- **TRY IT**: All of the data below needs to be set down again, exactly as shown.

(Collection entries)
********************
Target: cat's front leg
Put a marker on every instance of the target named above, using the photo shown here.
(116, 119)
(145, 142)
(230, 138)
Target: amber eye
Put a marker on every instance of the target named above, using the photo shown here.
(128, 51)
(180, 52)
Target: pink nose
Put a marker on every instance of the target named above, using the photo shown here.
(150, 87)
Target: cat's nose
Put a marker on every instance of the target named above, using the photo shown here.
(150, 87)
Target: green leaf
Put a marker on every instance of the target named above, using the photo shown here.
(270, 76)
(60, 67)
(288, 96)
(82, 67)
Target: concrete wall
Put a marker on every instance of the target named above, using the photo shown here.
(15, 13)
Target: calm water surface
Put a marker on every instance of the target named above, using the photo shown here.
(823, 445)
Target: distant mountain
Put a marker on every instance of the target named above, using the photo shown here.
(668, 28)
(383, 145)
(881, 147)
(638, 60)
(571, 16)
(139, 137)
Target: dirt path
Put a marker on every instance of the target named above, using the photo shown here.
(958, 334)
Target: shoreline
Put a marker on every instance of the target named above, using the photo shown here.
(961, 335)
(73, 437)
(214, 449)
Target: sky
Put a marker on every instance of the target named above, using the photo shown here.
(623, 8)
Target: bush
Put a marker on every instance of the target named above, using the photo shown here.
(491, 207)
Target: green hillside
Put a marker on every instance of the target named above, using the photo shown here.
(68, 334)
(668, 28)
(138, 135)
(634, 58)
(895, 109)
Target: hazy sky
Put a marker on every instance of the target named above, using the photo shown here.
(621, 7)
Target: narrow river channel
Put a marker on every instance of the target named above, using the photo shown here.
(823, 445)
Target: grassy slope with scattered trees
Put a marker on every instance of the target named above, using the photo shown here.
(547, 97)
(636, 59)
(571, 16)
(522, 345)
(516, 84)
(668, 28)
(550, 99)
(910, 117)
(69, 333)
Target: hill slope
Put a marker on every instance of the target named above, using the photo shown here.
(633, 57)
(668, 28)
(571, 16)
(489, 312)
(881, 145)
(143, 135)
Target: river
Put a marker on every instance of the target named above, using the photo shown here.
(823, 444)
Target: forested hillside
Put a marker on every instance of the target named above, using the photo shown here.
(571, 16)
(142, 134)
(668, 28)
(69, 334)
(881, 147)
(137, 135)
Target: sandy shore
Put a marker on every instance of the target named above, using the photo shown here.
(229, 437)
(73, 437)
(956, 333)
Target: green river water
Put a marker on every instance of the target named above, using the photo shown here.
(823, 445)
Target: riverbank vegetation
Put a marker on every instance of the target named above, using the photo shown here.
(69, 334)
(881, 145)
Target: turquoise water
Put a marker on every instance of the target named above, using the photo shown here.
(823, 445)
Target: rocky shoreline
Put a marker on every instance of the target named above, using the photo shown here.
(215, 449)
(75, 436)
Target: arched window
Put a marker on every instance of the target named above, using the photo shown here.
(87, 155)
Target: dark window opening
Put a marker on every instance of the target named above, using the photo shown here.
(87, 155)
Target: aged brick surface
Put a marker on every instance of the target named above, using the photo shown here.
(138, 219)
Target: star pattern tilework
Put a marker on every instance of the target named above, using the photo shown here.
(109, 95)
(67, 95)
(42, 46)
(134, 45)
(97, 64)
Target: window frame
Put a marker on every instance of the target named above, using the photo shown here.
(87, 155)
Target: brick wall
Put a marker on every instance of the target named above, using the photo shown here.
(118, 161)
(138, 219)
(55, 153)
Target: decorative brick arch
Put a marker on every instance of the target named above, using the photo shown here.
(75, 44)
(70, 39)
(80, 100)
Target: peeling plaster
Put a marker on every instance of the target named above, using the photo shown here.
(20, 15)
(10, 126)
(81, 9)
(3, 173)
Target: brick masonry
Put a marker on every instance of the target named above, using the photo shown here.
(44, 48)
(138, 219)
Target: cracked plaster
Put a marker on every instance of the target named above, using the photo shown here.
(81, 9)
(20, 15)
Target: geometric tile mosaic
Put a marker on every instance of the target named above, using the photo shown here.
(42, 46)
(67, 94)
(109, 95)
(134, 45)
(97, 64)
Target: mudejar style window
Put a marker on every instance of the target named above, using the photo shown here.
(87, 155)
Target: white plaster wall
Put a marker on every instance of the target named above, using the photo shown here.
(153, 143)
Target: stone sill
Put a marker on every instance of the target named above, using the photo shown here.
********************
- **TASK SOLUTION**:
Target: cat's front leg
Put a marker on every instance of the target named above, using the photo shown here.
(116, 119)
(145, 142)
(230, 138)
Target: amber eye
Put a marker on every instance of the target named above, using the photo shown here.
(128, 51)
(180, 52)
Target: pink nose
Put a marker on every instance of the target named above, using the photo shown here.
(150, 87)
Target: cat's nose
Put a marker on every instance of the target named above, using the photo shown here.
(150, 87)
Target: green leaf
Put a marker on every instance of the target named above, using the photo shown here.
(270, 76)
(60, 67)
(288, 96)
(82, 67)
Target: concrete wall
Put a marker on every instance of the target named above, using the photo shown here.
(15, 13)
Target: calm water surface
Put a marker on every instance of the target named above, using the photo shown here.
(823, 445)
Target: distant mountain
Put a marker on every instance of the target named above, using the photo shown here.
(668, 28)
(383, 145)
(881, 147)
(638, 60)
(571, 16)
(139, 137)
Target: dirt path
Put a marker on every instance of the target named above, using the photo shown here.
(958, 334)
Target: shoreline
Put a marker on every instance of the target named above, using the photo shown here.
(961, 335)
(73, 437)
(214, 449)
Target: sky
Put a marker on every instance of the target named above, using the photo shown here.
(623, 8)
Target: bush
Put a marker on every instance of the target named above, using the photo shown here.
(491, 207)
Target: green hillside
Put a marker on every instance of the target named above, using the photo shown here.
(68, 334)
(668, 28)
(138, 135)
(634, 58)
(895, 109)
Target: hazy sky
Put a marker on every instance of the target named above, using the photo shown here.
(621, 7)
Target: narrow river channel
Put a marker on every instance of the target named above, using the photo shown here.
(823, 445)
Target: grassy slope with scattered trees
Put a marker on every instance of the target named above, using the photo shown here.
(547, 97)
(636, 59)
(571, 16)
(522, 345)
(516, 84)
(668, 28)
(550, 99)
(910, 117)
(69, 333)
Target: hill slope
Put a marker on every instance of the target named above, using the photo shown here.
(633, 57)
(668, 28)
(571, 16)
(489, 312)
(881, 145)
(143, 135)
Target: river
Put a marker on every instance of the target named above, using the photo shown here.
(823, 444)
Target: forested hillside
Put a marker on every instance of the target named above, using the photo shown here.
(571, 16)
(142, 134)
(668, 28)
(69, 334)
(881, 147)
(137, 135)
Target: sandy shore
Put a marker on every instance of the target named above, using the photo shown here.
(229, 437)
(73, 437)
(956, 333)
Target: green river water
Put a marker on every instance of the target named above, using the photo shown here.
(823, 445)
Target: riverbank vegetation
Put a marker on every instance of the target named above, using the photo shown here.
(69, 334)
(881, 145)
Target: turquoise water
Put a marker on every instance of the target named above, using the photo shown here.
(823, 445)
Target: rocky shoreline
Put a marker on every instance of the target named above, using the photo shown here.
(215, 449)
(75, 436)
Target: arched window
Put a marker on every instance of the target named above, using the photo shown here.
(87, 155)
Target: dark window opening
Put a marker on every instance of the target named above, using the photo shown here.
(87, 155)
Target: aged brick surface
Put a marker on every instance of the target named above, using the photo shown here.
(138, 219)
Target: star pattern tilework
Put a marker on every instance of the target named above, using the photo shown here.
(109, 95)
(67, 95)
(42, 46)
(134, 45)
(97, 64)
Target: window frame
Put a marker on every instance of the target named above, using the photo shown here.
(87, 155)
Target: brick wall
Put a marker on every instance of the target named above, using the photo shown here.
(118, 161)
(138, 219)
(55, 153)
Target: decorative brick arch
Put a marker on every instance of the target named above, using the photo shown here.
(75, 44)
(70, 39)
(80, 100)
Target: peeling plaster
Put a marker on every instance of the target named above, using the photo shown here.
(20, 15)
(10, 126)
(81, 9)
(3, 173)
Target: brick masonry
Put a marker on every instance of the target named above, using the photo shown here.
(44, 48)
(138, 219)
Target: cracked plaster
Put a marker on every instance of the target named above, using the photo shown here.
(81, 9)
(20, 15)
Target: geometric tile mosaic
Put a marker on every instance of the target named above, using the photo shown here.
(42, 46)
(67, 94)
(109, 95)
(134, 45)
(97, 64)
Target: mudejar style window
Put a marker on every instance of the target named above, using the photo shown here.
(87, 155)
Target: white plaster wall
Put a marker on every instance of the target named above, using the photo shown here.
(153, 143)
Target: stone sill
Put a marker on every instance of the target named above, using the photo shown here.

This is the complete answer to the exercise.